- **Fuente**
Esta semana se me cruzan dos lecturas muy diferentes que convergen en suscitarme de nuevo algunas cavilaciones sobre el carácter narrativo del yo. La primera ha sido un trabajo fin de máster muy ilustrativo sobre la primera temporada de la serie
True Detective y la segunda un artículo con el que coincido completamente de
Gianluca Consoli en el Journal of Consciousness Studies sobre "Auto-invención, narrativa y arte".
En
True Detective Nic Pizzolato aprovecha y recicla dos tradiciones literarias muy estadounidenses. Las dos tienen su punto de comienzo en Edgar Allan Poe: la primera es el horror de origen incierto que cala en las profundidades de nuestro origen antropológico, que en TD aparece en las referencias a Carcosa, un lugar de confusión y terror que aparece en el cuento de Ambrose Bierce "Un habitante de Carcosa" y que se extiende por toda la Pulp Fiction y en especial influye en Robert V, Chambers, (
El rey de amarillo). El aire de misterio, la atmósfera de confusión y terror, son recreadas por Pizzolato mediante el recurso a ciertas construcciones cuasi-arbóreas que inspiran tanto temor como repugnancia. La otra tradición es la del detective norteamericano: un ser que descubre que las apariencias engañan, las del yo y las del nosotros, que por debajo sólo hay violencia y corrupción. Un ser que, buscando en la basura, se encuentra siempre con su propia desolación.

- **Tareas propuestas**
1. Resume en dos oraciones el texto sobre True Detective.
2. Continúa el texto sobre True Detective a partir de su última frase.
Los registros no tienen ningún papel en esto.

- **Datos**
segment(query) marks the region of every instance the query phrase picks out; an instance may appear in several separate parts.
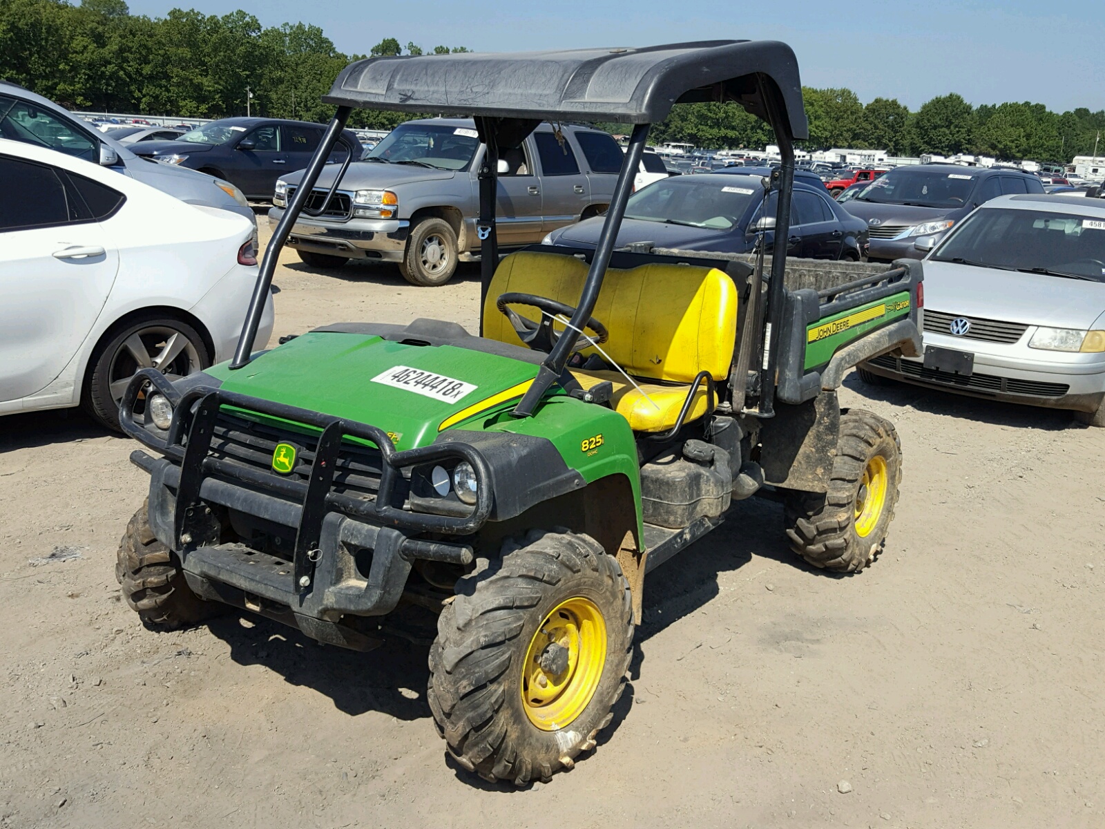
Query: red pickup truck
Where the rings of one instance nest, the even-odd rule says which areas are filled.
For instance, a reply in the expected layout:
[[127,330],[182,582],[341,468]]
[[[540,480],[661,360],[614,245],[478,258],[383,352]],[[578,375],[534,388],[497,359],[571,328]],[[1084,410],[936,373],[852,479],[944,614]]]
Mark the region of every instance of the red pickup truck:
[[850,170],[849,175],[844,178],[836,178],[832,181],[825,181],[825,188],[832,193],[835,199],[844,190],[846,190],[852,185],[859,181],[874,181],[876,178],[882,176],[886,170]]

- **Respuestas por tarea**
1. Dos lecturas muy diferentes, un trabajo fin de máster sobre la primera temporada de True Detective y un artículo de Gianluca Consoli en el Journal of Consciousness Studies, vuelven a suscitar cavilaciones sobre el carácter narrativo del yo. En True Detective, Nic Pizzolato recicla dos tradiciones literarias estadounidenses que comienzan en Edgar Allan Poe: el horror de origen incierto, presente en las referencias a Carcosa, y la del detective norteamericano, que descubre que bajo las apariencias solo hay violencia y corrupción.

2.
Por su parte,
Consoli defiende la tesis de que el yo narrativo tiene un origen evolutivo que se articula sobre dos columnas: el lenguaje, sin el que no existiría tal yo narrativo, cuya aparición rediseña profundamente el cerebro humano y, sobre todo, la apoyatura en lo simbólico y lo artístico, sin la cual no se habría desarrollado el lenguaje. Coincide con todas aquellas nuevas líneas paleontológicas que sitúan la emergencia del arte como uno de los principales vectores de la evolución que daría origen a los sapiens.
Quienes se oponen a la idea de que nuestra identidad sea básicamente narrativa piensan sobre todo en que son la conciencia informacional y el pensamiento conceptual los que nos hacen sentirnos separados del mundo y en una segunda naturaleza. Pero no reparan en que el pensamiento conceptual es un producto muy tardío del lenguaje, de hecho un producto más de la escritura que de la oralidad. Es un rediseño cultural recién llegado a la naturaleza humana. Las bandas humanas anteriores se constituyen como sociedades a través de convenciones y normas que nacen de la capacidad cultural narrativa. Son los relatos los que forman y conforman las sociedades pre-históricas (antes de la historia escrita).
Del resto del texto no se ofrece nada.